Aim:
Recast the stretch of lines from the one containing "Where can the bare" through the one containing "(1098, 492)", both included, as a Markdown table with the columns Number and Line, omitting any blank lines.

(Data extracted from a collection)
[BEGIN]

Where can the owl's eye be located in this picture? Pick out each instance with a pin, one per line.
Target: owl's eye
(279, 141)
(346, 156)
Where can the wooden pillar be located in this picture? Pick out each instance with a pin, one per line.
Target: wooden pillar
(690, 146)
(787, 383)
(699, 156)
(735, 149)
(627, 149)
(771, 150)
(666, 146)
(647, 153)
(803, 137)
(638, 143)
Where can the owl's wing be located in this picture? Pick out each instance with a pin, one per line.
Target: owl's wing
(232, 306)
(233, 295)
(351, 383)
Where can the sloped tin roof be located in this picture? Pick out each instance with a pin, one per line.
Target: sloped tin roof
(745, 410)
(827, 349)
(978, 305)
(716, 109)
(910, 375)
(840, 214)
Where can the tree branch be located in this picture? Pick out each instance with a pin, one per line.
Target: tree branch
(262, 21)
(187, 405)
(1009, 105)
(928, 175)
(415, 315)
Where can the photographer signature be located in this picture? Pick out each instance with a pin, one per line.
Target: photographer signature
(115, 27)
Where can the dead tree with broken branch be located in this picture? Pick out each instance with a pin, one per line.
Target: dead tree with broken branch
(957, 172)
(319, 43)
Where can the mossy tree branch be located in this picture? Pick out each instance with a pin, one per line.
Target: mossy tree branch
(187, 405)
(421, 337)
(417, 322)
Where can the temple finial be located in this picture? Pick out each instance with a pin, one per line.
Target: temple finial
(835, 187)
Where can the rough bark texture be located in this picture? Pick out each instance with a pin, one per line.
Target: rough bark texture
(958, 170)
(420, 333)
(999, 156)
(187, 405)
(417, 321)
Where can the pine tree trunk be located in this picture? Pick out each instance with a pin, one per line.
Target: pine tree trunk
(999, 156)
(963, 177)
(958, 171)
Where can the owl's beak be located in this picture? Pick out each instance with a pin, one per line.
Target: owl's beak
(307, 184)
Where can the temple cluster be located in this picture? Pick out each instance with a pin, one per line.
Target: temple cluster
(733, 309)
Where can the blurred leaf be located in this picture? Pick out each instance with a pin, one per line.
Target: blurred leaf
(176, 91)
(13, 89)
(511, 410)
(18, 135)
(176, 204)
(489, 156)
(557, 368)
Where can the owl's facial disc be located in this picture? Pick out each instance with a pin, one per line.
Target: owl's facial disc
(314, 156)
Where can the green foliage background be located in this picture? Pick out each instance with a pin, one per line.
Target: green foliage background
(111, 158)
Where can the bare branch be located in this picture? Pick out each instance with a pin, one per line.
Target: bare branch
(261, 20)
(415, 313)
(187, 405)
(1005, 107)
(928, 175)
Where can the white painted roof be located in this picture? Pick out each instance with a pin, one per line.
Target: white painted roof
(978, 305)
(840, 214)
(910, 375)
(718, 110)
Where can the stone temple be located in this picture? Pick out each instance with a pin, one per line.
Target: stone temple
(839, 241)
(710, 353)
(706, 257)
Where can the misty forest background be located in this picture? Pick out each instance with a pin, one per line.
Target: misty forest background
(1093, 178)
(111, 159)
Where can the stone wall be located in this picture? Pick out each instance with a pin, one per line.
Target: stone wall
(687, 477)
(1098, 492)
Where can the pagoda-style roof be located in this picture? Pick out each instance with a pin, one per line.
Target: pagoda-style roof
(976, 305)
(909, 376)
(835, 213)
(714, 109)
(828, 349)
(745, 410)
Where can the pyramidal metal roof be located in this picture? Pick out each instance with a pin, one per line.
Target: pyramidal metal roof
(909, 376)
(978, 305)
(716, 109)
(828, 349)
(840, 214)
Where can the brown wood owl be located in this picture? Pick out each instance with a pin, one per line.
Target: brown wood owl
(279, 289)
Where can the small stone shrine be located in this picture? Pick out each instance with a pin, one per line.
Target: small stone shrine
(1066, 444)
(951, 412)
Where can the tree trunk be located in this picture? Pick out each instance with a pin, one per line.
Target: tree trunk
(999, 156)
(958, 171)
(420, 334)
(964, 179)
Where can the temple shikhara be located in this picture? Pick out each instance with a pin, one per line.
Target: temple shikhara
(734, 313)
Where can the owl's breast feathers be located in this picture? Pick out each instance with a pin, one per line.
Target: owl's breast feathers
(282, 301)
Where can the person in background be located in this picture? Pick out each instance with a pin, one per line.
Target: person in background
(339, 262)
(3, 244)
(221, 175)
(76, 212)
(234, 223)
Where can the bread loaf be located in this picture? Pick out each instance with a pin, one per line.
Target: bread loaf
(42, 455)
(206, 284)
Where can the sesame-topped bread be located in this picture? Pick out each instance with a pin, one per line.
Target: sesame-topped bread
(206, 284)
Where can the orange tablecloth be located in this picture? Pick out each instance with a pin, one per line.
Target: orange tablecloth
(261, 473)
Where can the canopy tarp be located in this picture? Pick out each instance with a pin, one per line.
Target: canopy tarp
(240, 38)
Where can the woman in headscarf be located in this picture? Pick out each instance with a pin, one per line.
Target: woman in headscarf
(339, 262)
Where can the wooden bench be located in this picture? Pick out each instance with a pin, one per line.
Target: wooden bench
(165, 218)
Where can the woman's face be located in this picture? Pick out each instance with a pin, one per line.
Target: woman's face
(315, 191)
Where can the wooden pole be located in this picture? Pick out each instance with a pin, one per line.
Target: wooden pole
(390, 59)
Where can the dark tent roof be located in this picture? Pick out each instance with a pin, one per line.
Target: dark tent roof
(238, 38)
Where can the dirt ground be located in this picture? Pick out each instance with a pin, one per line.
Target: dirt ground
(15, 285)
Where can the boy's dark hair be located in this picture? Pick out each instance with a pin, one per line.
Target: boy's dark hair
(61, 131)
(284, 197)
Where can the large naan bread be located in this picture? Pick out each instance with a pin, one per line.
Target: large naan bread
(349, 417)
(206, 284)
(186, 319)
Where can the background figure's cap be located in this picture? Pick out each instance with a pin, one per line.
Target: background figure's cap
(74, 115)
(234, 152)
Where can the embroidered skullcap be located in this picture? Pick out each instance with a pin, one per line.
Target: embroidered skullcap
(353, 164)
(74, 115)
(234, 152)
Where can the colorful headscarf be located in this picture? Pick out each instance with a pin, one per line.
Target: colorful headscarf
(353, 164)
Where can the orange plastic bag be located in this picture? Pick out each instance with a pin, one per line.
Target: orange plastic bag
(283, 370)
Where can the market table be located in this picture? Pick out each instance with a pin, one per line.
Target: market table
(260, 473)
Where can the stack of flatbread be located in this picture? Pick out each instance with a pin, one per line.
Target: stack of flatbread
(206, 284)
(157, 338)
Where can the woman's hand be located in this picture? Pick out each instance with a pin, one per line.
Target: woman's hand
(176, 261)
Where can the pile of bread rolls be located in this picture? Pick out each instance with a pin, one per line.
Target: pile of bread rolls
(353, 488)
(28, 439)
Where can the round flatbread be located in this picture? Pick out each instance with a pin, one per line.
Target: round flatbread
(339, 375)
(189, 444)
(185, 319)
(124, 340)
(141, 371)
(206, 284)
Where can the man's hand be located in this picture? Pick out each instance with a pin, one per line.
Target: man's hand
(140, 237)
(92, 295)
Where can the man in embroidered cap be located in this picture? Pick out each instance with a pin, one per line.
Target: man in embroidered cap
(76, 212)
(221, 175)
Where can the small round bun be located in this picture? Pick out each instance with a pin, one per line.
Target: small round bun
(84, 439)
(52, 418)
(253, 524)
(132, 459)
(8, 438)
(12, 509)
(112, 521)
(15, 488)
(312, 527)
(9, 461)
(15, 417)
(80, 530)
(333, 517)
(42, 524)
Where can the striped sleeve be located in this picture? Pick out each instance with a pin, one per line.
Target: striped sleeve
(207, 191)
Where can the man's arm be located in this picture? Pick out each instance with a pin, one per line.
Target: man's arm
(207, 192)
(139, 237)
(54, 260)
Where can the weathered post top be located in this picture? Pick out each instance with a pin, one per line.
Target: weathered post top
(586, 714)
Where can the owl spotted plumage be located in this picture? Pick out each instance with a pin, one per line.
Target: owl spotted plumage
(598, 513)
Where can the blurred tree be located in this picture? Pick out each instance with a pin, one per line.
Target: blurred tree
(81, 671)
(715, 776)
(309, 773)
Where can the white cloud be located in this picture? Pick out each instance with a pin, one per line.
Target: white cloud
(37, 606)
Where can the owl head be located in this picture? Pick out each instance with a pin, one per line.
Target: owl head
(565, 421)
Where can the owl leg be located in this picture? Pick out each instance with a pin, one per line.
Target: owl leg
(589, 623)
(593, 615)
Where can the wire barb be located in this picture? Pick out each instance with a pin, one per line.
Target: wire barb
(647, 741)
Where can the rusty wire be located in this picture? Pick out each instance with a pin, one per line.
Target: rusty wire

[END]

Exercise solution:
| Number | Line |
|---|---|
| 1 | Where can the bare branch be located in this picture? Pick out each instance with a pin, one per line. |
| 2 | Target: bare branch |
| 3 | (261, 20) |
| 4 | (415, 313) |
| 5 | (187, 405) |
| 6 | (1005, 107) |
| 7 | (928, 175) |
| 8 | Where can the white painted roof be located in this picture? Pick out each instance with a pin, one per line. |
| 9 | Target: white painted roof |
| 10 | (978, 305) |
| 11 | (840, 214) |
| 12 | (910, 375) |
| 13 | (718, 110) |
| 14 | Where can the stone temple be located in this picture? Pick out each instance with a pin, one per line. |
| 15 | Target: stone temple |
| 16 | (839, 241) |
| 17 | (710, 353) |
| 18 | (706, 257) |
| 19 | Where can the misty forest background be located in this picture? Pick out each instance with a pin, one per line. |
| 20 | Target: misty forest background |
| 21 | (1093, 178) |
| 22 | (111, 159) |
| 23 | Where can the stone wall be located in this picture? Pick out each instance with a pin, one per line. |
| 24 | Target: stone wall |
| 25 | (687, 477) |
| 26 | (1098, 492) |